Restituez le listing ci-dessous en entier sous forme de liste numérotée, sans les lignes vides et sans les images.
------ DONNÉES DISPONIBLES
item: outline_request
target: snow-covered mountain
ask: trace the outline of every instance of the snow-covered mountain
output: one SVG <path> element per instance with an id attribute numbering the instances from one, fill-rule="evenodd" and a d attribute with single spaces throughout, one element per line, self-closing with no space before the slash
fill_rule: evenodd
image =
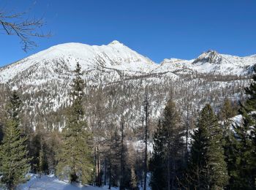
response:
<path id="1" fill-rule="evenodd" d="M 252 73 L 255 64 L 256 64 L 256 55 L 238 57 L 208 50 L 192 60 L 165 59 L 158 70 L 166 69 L 172 72 L 184 70 L 186 72 L 190 70 L 213 75 L 246 75 Z"/>
<path id="2" fill-rule="evenodd" d="M 143 114 L 146 91 L 150 94 L 152 122 L 161 115 L 170 91 L 181 111 L 189 104 L 192 117 L 206 102 L 217 108 L 225 96 L 238 99 L 249 83 L 246 76 L 256 64 L 256 56 L 208 51 L 195 59 L 165 59 L 158 64 L 116 40 L 100 46 L 58 45 L 0 68 L 0 113 L 8 83 L 22 92 L 28 125 L 34 128 L 43 116 L 49 127 L 61 127 L 78 62 L 86 83 L 89 123 L 99 123 L 95 115 L 101 112 L 102 125 L 123 115 L 134 128 Z"/>
<path id="3" fill-rule="evenodd" d="M 72 75 L 77 62 L 80 64 L 86 78 L 95 79 L 99 77 L 99 70 L 105 70 L 113 74 L 108 77 L 108 82 L 115 82 L 124 79 L 125 75 L 155 73 L 169 73 L 173 77 L 177 77 L 176 74 L 192 72 L 244 75 L 252 72 L 256 64 L 256 55 L 238 57 L 210 50 L 195 59 L 165 59 L 157 64 L 116 40 L 100 46 L 66 43 L 0 68 L 0 83 L 21 80 L 23 83 L 42 83 L 50 79 L 67 78 Z"/>

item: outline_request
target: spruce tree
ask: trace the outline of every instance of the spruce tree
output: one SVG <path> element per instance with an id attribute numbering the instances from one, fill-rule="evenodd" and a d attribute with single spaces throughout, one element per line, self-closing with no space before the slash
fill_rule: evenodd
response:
------------
RÉPONSE CI-DESSOUS:
1. item: outline_request
2. target: snow-covered mountain
3. ask: trace the outline of every instance of the snow-covered mountain
4. output: one SVG <path> element per instance with an id attribute numbering the instances from one, fill-rule="evenodd" and a d attribute with single spaces throughout, one element per line, self-closing with no space before the slash
5. fill_rule: evenodd
6. image =
7. response:
8. <path id="1" fill-rule="evenodd" d="M 252 73 L 255 64 L 256 64 L 256 55 L 238 57 L 208 50 L 192 60 L 165 59 L 158 70 L 166 69 L 172 72 L 184 70 L 186 72 L 190 70 L 213 75 L 246 75 Z"/>
9. <path id="2" fill-rule="evenodd" d="M 143 114 L 146 91 L 150 94 L 152 122 L 161 115 L 170 91 L 181 111 L 189 104 L 192 117 L 206 102 L 217 108 L 225 96 L 238 99 L 249 83 L 246 76 L 256 64 L 256 56 L 208 51 L 195 59 L 165 59 L 158 64 L 116 40 L 100 46 L 58 45 L 0 68 L 0 113 L 8 83 L 22 92 L 28 125 L 34 128 L 43 116 L 49 127 L 61 127 L 78 62 L 86 83 L 89 123 L 99 123 L 95 115 L 101 112 L 102 125 L 123 115 L 134 128 Z"/>
10. <path id="3" fill-rule="evenodd" d="M 72 75 L 77 62 L 80 64 L 86 78 L 95 79 L 99 77 L 99 70 L 105 70 L 113 74 L 108 77 L 108 82 L 115 82 L 124 79 L 125 75 L 155 73 L 169 73 L 173 77 L 177 77 L 176 74 L 192 72 L 244 75 L 252 72 L 256 64 L 256 55 L 238 57 L 210 50 L 195 59 L 165 59 L 157 64 L 116 40 L 100 46 L 66 43 L 0 68 L 0 83 L 21 80 L 23 83 L 42 83 L 50 79 L 67 78 Z"/>
11. item: outline_request
12. target: spruce tree
13. ask: trace the outline of every instance of the spruce tree
14. output: one SVG <path> element per instance with an id attribute numbering the instances from one, fill-rule="evenodd" and a d attribute with single spaces throughout, one element per line, self-closing with no space before the slash
15. fill_rule: evenodd
16. response:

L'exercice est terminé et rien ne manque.